Task: In the roundup below, transcribe the passage that opens with the words "LA hair stylist" and closes with "See more here.", copying it word for word.

Instagram/@madebyjackiebieber

LA hair stylist Jackie Bieber specialises in “buzzcut art”, says Dazed: wacky designs cut and dyed onto shaved heads. Her kaleidoscopic creations include hairdos featuring: the Mona Lisa; Moo Deng, a pygmy hippo from Thailand who became an internet sensation last year; a colourful butterfly; a Halloween-worthy look featuring some forbidding spiders; a cartoon kitten wearing a bow around its neck; the rapper Snoop Dogg; a multi-coloured mullet topped with blue stars; and an intricately snipped design featuring two rats whose tails intertwine to form a love heart. See more here.

Staying young

The New York Times asked leading health specialists for their top advice for a better life. Answers included: don’t bother with multivitamins; eating dark-chocolate covered nuts (“almost a perfect food”); the 10-10-10 rule, in which you take a 10-second break every 10 minutes to stare at something 10 feet away; resisting the urge to rinse after brushing your teeth, to let the fluoride do its job; and incorporating small “movement snacks” into your day, such as brushing your teeth on one foot or reaching up to the top of the doorway when you leave a room. See the rest here.

Recorded data:
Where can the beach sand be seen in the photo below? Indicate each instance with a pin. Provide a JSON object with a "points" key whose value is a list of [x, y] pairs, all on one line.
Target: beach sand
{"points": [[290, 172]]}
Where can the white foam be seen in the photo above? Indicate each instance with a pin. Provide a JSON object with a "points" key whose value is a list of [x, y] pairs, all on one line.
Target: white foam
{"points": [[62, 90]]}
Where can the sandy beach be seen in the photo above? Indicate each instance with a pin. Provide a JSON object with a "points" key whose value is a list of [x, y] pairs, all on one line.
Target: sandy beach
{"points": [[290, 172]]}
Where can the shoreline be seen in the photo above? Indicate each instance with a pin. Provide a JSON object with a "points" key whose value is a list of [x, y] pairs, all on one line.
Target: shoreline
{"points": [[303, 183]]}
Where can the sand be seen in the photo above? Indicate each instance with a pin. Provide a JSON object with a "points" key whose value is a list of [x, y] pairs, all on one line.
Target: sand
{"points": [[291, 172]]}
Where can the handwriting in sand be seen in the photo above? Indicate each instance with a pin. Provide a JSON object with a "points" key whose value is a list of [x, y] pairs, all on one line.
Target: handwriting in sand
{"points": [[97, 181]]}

Solution for this exercise:
LA hair stylist Jackie Bieber specialises in “buzzcut art”, says Dazed: wacky designs cut and dyed onto shaved heads. Her kaleidoscopic creations include hairdos featuring: the Mona Lisa; Moo Deng, a pygmy hippo from Thailand who became an internet sensation last year; a colourful butterfly; a Halloween-worthy look featuring some forbidding spiders; a cartoon kitten wearing a bow around its neck; the rapper Snoop Dogg; a multi-coloured mullet topped with blue stars; and an intricately snipped design featuring two rats whose tails intertwine to form a love heart. See more here.